Short exercise:
Would you copy out the whole listing exactly as given?

Records supplied:
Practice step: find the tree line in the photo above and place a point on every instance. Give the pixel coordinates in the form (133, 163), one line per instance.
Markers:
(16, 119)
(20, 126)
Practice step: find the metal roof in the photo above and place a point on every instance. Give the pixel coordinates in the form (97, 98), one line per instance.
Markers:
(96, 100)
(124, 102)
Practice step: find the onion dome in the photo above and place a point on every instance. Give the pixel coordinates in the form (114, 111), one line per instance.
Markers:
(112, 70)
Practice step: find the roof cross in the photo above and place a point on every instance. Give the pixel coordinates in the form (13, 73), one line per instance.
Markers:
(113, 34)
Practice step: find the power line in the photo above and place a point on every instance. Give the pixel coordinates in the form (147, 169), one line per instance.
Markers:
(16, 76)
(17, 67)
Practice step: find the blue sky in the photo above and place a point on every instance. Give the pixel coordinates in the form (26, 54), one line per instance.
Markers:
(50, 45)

Full response:
Practice step: find the tree line in the photo above and place a point on every instance. Give the pixel coordinates in the form (133, 163), one line per instance.
Markers:
(16, 119)
(20, 126)
Practice step: find the metal roof in the photo above and place a point on every instance. Give the pixel coordinates in the form (97, 98), one line per instance.
Markers:
(96, 100)
(124, 102)
Practice step: find the onion dome in the photo above and place a point on every instance. Give the pixel coordinates in the form (114, 111), one line per instance.
Markers:
(112, 70)
Practice step: find the roof cross in the photo above and place a point on every instance. Give the pixel coordinates in the form (13, 73), one line per instance.
Markers:
(113, 34)
Practice step: find the power line in the photo above and place a point on every instance. Give the pixel coordinates in the form (147, 169), one line per instance.
Markers:
(16, 76)
(17, 67)
Practice step: find the blue sky in the photo above and place a point on every instance. Give the pixel coordinates in the form (26, 54), one line per instance.
Markers:
(50, 45)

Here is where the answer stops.